- Set task
Reproduce only the lines that run from the line with "Could you point to the dog's" to the last line of the material, both ends included, exactly as they appear.

- Data provided
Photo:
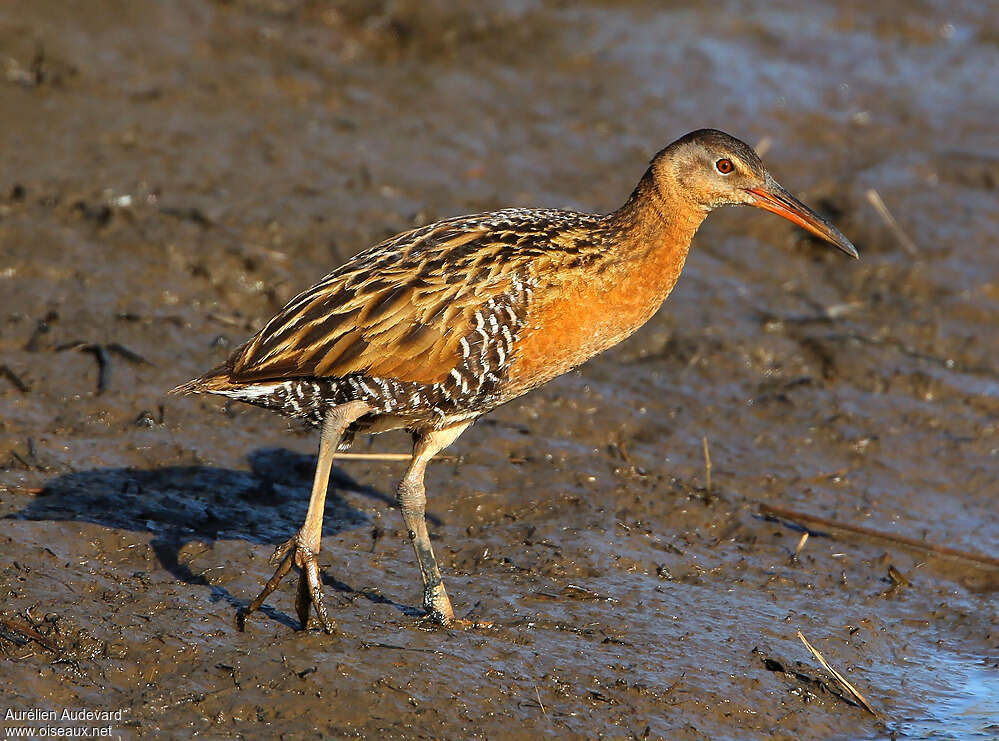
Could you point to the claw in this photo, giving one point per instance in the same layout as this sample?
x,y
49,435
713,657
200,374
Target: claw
x,y
294,552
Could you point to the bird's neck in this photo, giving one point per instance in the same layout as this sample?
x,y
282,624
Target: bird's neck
x,y
653,231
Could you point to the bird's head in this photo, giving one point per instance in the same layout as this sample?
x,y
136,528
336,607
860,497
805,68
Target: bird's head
x,y
709,169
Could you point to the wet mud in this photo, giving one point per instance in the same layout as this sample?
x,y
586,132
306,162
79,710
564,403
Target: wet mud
x,y
172,173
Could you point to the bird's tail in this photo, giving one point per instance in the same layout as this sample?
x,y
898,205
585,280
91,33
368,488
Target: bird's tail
x,y
215,381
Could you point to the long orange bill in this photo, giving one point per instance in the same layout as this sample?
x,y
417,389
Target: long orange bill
x,y
777,200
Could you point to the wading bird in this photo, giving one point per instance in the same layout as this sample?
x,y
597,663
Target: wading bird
x,y
434,327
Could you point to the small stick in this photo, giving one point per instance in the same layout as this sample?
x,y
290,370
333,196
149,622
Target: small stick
x,y
540,704
874,198
103,361
707,465
839,677
942,550
801,545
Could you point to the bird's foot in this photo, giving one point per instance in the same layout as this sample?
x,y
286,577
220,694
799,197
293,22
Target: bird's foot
x,y
295,552
441,614
435,619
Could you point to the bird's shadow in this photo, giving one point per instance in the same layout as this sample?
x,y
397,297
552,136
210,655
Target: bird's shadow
x,y
181,504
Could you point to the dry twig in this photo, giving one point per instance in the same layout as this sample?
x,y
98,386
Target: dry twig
x,y
874,198
854,693
770,511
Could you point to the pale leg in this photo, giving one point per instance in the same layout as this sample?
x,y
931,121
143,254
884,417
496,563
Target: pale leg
x,y
301,549
412,498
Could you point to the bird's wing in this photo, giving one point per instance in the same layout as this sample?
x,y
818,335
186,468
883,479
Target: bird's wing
x,y
399,310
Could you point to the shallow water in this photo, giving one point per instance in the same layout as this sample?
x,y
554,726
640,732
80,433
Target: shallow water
x,y
174,173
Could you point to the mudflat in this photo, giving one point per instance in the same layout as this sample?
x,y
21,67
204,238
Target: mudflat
x,y
173,173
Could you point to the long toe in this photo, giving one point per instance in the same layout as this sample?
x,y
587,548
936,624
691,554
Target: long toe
x,y
310,593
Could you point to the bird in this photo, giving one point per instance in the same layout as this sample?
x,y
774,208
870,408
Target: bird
x,y
436,326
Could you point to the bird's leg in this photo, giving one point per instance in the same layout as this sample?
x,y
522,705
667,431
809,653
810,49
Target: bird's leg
x,y
412,499
303,547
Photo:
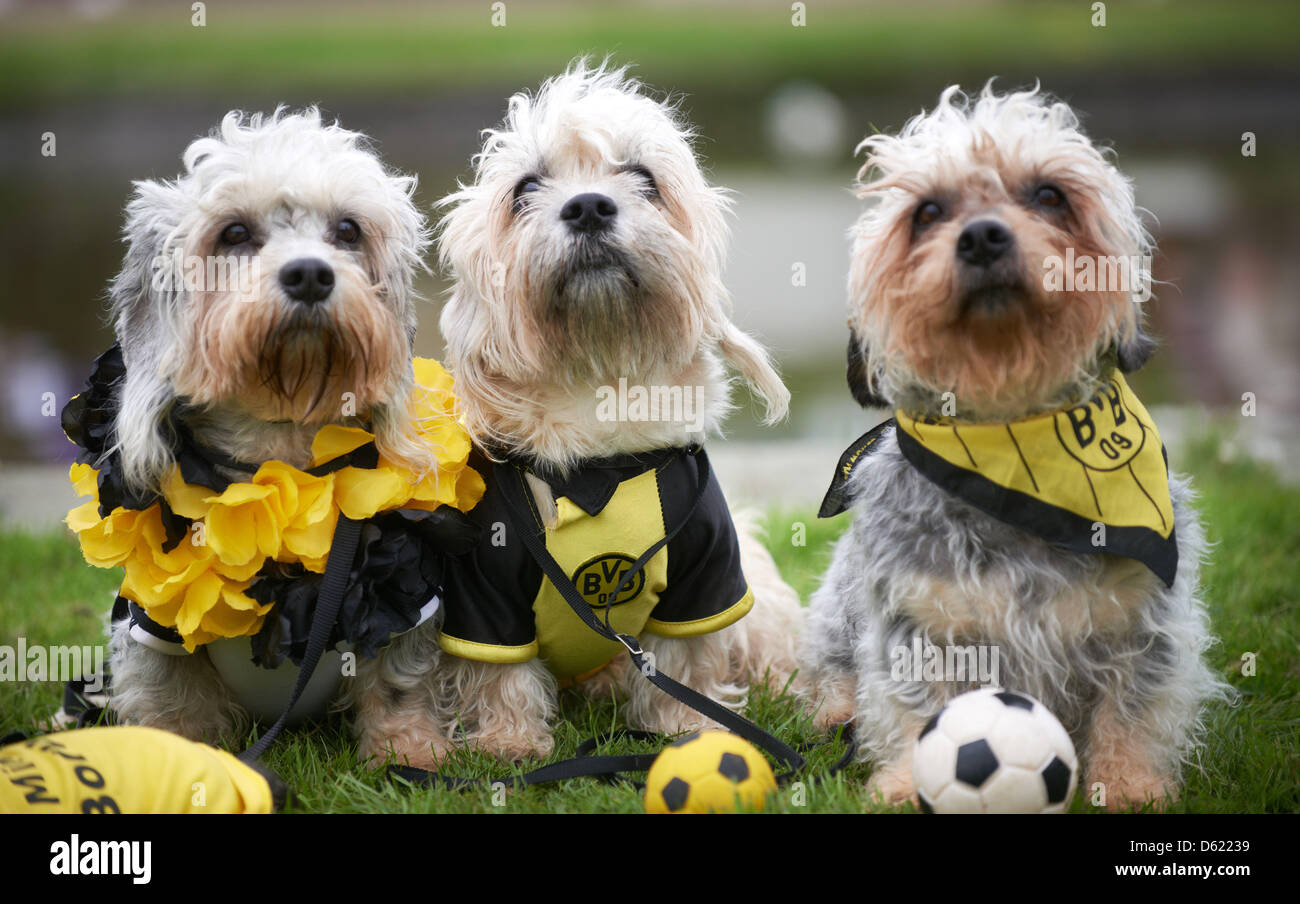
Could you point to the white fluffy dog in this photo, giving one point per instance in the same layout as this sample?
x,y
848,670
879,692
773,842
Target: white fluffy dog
x,y
588,251
250,372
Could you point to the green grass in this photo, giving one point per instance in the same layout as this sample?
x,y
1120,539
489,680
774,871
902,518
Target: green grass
x,y
402,48
1251,762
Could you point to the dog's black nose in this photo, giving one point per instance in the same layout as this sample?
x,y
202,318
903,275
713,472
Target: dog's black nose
x,y
307,280
589,213
983,242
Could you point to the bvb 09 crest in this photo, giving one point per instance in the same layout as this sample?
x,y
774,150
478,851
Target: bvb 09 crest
x,y
1103,433
597,578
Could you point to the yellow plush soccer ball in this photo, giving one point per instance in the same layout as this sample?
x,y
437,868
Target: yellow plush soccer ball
x,y
707,771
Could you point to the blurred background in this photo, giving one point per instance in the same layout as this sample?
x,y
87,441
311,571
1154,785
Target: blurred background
x,y
124,86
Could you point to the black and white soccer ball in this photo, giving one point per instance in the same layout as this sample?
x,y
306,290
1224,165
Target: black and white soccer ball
x,y
995,751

- Task response
Could you point to the dog's black nose in this photo, giving one point per instance in the same layout as this sample?
x,y
202,318
903,275
713,472
Target: dog's black nose
x,y
307,280
589,213
983,242
Could you point to the bvb 09 crest in this photo, giving one point per instance in the same layout as this sample?
x,y
774,150
478,851
Target: bvb 09 crest
x,y
1103,433
597,578
Could you point to the yellow plush soccer ball in this photo, giving one point per instance in the same layout as this sample?
x,y
437,868
Target: yellow plush soccer ball
x,y
707,771
Could you point to the blurred background in this photo, giving one point per instance in the same layout as this sample?
x,y
87,441
311,571
1154,785
Target: blurred background
x,y
124,86
Could you point to the black and white soccer ball in this photo, giving one point per instance in the same layout as this sample?
x,y
306,290
1224,165
Target: black and white soccer ball
x,y
995,751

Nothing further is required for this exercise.